> _WORK TO BE COMPLETED_: Give back exactly the lines from the one containing "the butterfly wing" through the end of the records, including both, and no others.

::: EXERCISE DATA :::

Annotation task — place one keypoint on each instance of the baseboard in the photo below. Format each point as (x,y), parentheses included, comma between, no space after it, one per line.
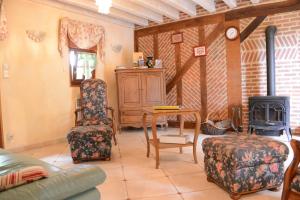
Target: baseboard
(37,145)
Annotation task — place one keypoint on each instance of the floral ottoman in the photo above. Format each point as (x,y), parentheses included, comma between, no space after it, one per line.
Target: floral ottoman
(90,142)
(245,163)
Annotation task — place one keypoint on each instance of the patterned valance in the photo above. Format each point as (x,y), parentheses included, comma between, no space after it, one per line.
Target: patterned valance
(83,35)
(3,23)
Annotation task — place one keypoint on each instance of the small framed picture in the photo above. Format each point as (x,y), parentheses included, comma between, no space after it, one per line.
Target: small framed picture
(200,51)
(177,38)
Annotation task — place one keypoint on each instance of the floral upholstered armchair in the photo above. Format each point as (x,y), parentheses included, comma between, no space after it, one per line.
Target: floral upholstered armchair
(91,138)
(93,108)
(291,185)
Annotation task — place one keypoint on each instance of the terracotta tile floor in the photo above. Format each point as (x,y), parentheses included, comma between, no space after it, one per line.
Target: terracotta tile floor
(131,175)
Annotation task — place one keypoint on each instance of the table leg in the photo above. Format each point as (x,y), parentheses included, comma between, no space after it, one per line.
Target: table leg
(155,140)
(181,129)
(197,130)
(146,133)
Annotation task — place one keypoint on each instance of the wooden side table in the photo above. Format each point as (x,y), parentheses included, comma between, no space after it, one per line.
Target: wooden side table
(155,141)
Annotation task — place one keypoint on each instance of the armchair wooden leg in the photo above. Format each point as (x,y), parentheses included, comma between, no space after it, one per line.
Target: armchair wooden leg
(114,134)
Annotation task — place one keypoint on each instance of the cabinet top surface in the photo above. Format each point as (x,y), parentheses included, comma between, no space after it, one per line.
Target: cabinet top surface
(179,111)
(136,69)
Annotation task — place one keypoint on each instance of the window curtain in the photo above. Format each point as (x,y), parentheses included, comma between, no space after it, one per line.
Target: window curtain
(3,23)
(81,35)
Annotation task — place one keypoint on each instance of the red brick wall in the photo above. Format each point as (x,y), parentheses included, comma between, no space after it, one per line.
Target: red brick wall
(253,61)
(191,87)
(253,54)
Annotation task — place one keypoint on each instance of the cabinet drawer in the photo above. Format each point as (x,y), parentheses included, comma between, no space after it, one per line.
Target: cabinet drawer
(132,112)
(131,119)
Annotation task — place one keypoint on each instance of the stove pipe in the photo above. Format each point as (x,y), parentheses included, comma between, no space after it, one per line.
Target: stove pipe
(270,43)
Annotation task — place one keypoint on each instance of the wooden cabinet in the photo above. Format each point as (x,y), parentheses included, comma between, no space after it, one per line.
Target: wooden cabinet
(139,89)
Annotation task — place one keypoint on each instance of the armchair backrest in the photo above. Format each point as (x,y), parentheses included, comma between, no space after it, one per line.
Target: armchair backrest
(291,171)
(93,99)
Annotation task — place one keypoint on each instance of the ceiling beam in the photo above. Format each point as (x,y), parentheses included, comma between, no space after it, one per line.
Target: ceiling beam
(159,7)
(137,10)
(259,10)
(208,5)
(255,1)
(185,6)
(230,3)
(90,6)
(128,17)
(263,10)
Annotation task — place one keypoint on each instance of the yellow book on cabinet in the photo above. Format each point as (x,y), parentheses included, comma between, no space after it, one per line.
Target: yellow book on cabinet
(166,107)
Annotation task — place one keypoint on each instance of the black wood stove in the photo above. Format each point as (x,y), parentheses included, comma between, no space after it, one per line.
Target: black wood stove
(270,115)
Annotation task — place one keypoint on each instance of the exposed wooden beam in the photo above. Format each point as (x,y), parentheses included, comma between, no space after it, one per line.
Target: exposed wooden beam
(208,5)
(178,70)
(203,75)
(137,10)
(260,10)
(234,76)
(255,1)
(128,17)
(251,27)
(192,59)
(179,74)
(159,7)
(230,3)
(213,19)
(263,10)
(185,6)
(90,6)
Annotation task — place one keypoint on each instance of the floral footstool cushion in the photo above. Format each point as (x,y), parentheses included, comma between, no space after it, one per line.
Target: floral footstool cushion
(245,163)
(295,185)
(90,142)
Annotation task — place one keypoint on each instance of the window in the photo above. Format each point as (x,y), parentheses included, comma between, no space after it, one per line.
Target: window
(82,65)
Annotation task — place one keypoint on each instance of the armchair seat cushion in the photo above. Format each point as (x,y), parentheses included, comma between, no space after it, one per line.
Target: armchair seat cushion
(295,186)
(90,142)
(97,121)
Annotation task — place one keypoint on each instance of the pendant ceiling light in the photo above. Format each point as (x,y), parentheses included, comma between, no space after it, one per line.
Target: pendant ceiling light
(104,6)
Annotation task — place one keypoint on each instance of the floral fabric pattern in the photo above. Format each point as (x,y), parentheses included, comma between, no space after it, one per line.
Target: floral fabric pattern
(90,142)
(295,185)
(244,163)
(83,35)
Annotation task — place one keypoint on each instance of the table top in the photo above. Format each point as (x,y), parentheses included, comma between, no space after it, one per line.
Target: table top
(175,111)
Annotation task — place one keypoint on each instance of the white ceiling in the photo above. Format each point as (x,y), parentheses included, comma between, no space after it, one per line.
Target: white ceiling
(139,12)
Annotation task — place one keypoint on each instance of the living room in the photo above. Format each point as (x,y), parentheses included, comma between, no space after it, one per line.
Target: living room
(140,99)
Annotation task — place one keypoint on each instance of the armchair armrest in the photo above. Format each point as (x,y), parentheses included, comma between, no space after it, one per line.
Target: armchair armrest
(112,111)
(77,111)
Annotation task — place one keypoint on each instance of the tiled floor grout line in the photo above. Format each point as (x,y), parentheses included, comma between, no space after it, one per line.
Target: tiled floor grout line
(173,184)
(123,173)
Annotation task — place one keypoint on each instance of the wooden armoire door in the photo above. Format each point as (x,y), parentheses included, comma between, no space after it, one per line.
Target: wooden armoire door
(129,90)
(153,89)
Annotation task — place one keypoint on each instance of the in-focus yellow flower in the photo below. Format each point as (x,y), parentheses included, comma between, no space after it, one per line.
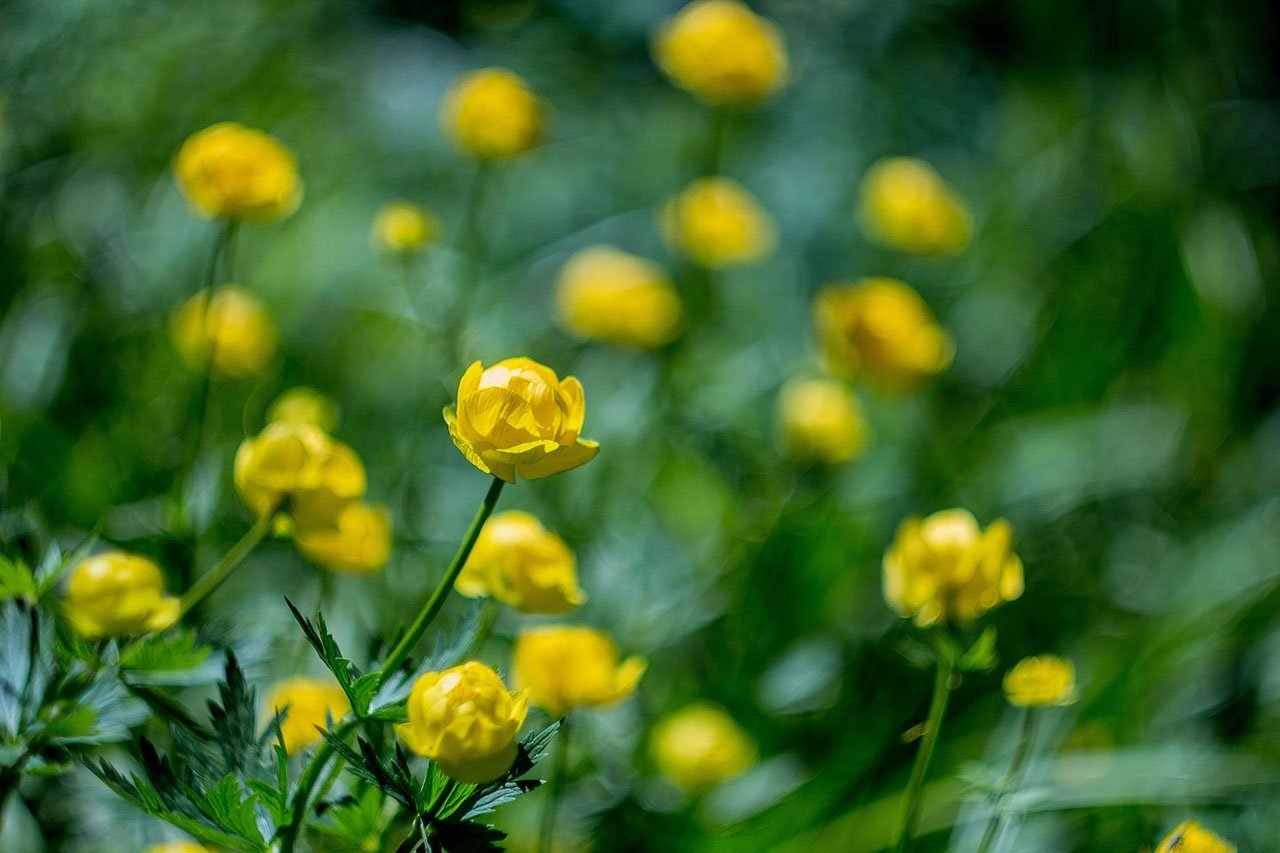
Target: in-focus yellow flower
(717,223)
(492,114)
(304,405)
(520,418)
(403,228)
(566,667)
(699,747)
(1042,680)
(118,594)
(522,564)
(722,53)
(359,541)
(307,703)
(465,720)
(882,331)
(232,172)
(1191,836)
(945,568)
(608,295)
(228,332)
(905,205)
(821,420)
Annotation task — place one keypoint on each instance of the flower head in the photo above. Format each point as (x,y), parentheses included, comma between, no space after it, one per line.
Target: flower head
(566,667)
(608,295)
(517,416)
(118,594)
(522,564)
(905,205)
(232,172)
(227,331)
(945,568)
(699,747)
(307,705)
(881,329)
(465,720)
(717,223)
(722,53)
(492,114)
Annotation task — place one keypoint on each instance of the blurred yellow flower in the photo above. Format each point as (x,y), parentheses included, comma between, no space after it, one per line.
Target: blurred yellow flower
(233,172)
(723,53)
(882,331)
(522,564)
(1042,680)
(699,747)
(228,332)
(403,228)
(604,293)
(945,568)
(717,223)
(821,420)
(359,541)
(905,205)
(566,667)
(307,703)
(118,594)
(1191,836)
(465,720)
(520,418)
(492,114)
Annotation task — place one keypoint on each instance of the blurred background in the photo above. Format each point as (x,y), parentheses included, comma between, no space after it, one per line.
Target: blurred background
(1114,391)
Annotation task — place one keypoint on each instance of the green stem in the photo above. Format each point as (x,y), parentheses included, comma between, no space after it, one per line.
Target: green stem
(910,812)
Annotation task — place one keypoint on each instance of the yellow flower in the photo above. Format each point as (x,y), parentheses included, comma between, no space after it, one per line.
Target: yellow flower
(304,405)
(946,568)
(403,228)
(118,594)
(522,564)
(717,223)
(307,703)
(881,329)
(232,172)
(566,667)
(228,332)
(520,418)
(821,420)
(357,542)
(608,295)
(699,747)
(1043,680)
(465,720)
(905,205)
(1191,836)
(492,114)
(722,53)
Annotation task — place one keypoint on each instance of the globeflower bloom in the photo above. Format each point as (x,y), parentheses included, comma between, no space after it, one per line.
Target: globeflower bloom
(118,594)
(905,205)
(717,223)
(699,747)
(819,420)
(566,667)
(945,568)
(604,293)
(881,329)
(465,720)
(228,332)
(492,114)
(521,564)
(722,53)
(1038,682)
(232,172)
(517,416)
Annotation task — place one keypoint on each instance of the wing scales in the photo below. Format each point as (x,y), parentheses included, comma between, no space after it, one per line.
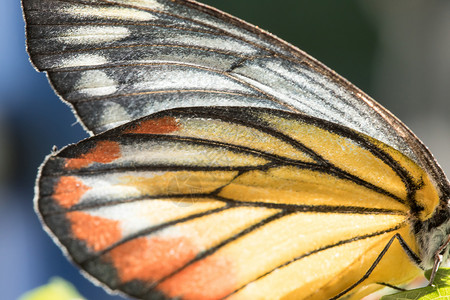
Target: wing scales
(66,35)
(118,199)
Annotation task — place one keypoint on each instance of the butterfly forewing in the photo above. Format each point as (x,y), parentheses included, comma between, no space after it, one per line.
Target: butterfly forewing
(228,163)
(161,206)
(116,61)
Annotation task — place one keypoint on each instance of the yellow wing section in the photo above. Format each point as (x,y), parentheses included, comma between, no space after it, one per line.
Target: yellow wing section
(236,203)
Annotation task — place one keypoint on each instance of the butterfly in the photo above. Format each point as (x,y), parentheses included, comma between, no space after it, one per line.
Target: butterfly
(225,163)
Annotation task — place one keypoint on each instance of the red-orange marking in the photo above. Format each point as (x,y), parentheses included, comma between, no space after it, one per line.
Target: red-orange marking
(97,232)
(68,191)
(151,259)
(208,279)
(104,152)
(156,126)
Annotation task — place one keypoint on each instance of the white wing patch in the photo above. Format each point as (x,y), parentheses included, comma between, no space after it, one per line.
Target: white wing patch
(108,12)
(114,113)
(93,35)
(95,83)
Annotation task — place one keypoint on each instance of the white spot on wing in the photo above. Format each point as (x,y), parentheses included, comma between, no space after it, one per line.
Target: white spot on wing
(213,42)
(151,4)
(93,34)
(82,60)
(109,13)
(95,83)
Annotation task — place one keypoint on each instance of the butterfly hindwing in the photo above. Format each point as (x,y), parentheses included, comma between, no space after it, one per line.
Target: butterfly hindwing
(209,203)
(116,61)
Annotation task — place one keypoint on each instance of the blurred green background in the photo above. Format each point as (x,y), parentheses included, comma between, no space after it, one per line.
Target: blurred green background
(396,51)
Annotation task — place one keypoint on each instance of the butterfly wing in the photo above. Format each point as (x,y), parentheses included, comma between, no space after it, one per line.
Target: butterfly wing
(235,203)
(115,61)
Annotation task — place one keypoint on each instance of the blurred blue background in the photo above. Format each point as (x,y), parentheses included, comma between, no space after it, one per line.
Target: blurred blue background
(396,51)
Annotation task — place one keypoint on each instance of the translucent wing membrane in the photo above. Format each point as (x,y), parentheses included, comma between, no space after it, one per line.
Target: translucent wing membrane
(233,203)
(115,61)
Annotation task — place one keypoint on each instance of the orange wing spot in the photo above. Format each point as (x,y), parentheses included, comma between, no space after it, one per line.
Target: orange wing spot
(151,259)
(209,279)
(156,126)
(68,191)
(97,232)
(104,152)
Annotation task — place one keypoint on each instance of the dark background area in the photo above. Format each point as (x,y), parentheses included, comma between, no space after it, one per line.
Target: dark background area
(396,51)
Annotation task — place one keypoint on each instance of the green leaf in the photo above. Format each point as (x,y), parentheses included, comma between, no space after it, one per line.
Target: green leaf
(440,290)
(56,289)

:::

> _THE ANSWER_:
Annotation task — place one keypoint on each instance of the butterfly wing in the photo above. Format each point as (x,y), parentheses included, comma between, no space after it, one per line.
Target: butterfly wing
(235,203)
(115,61)
Annotation task — place one keypoint on each instance of the blurred blue background in the photo above. Format each point as (x,y), parentheses included, comma between, no space after it, one per line.
Target: blurred blue background
(396,51)
Annotation task — place one keypoint on each instance of the translucent wing membrane in the photo above. Format each point as (x,y), parentheses included, comma between, no space after it, one per line.
Target: translucent wing membrane
(233,203)
(115,61)
Annotation task — place one keypoint on each instance of the orange wing spot in the photo above. Format each point as (x,y), parentheses included, comma between, no space after it, one per line.
Target: orange wing spot
(151,259)
(209,279)
(156,126)
(68,191)
(97,232)
(104,152)
Annotation task — place one keypoint on each instance of the dark background area in the photo above. Format each point as (x,y), parentheses included, comma between, no space after it, one per line.
Target: dark background area
(396,51)
Annotation task — place one keypoint on each instance of the green leaf in the photo above. Format each point as (x,y), parentheses included, comma between, no space after it, one per line.
Target: green leaf
(440,290)
(56,289)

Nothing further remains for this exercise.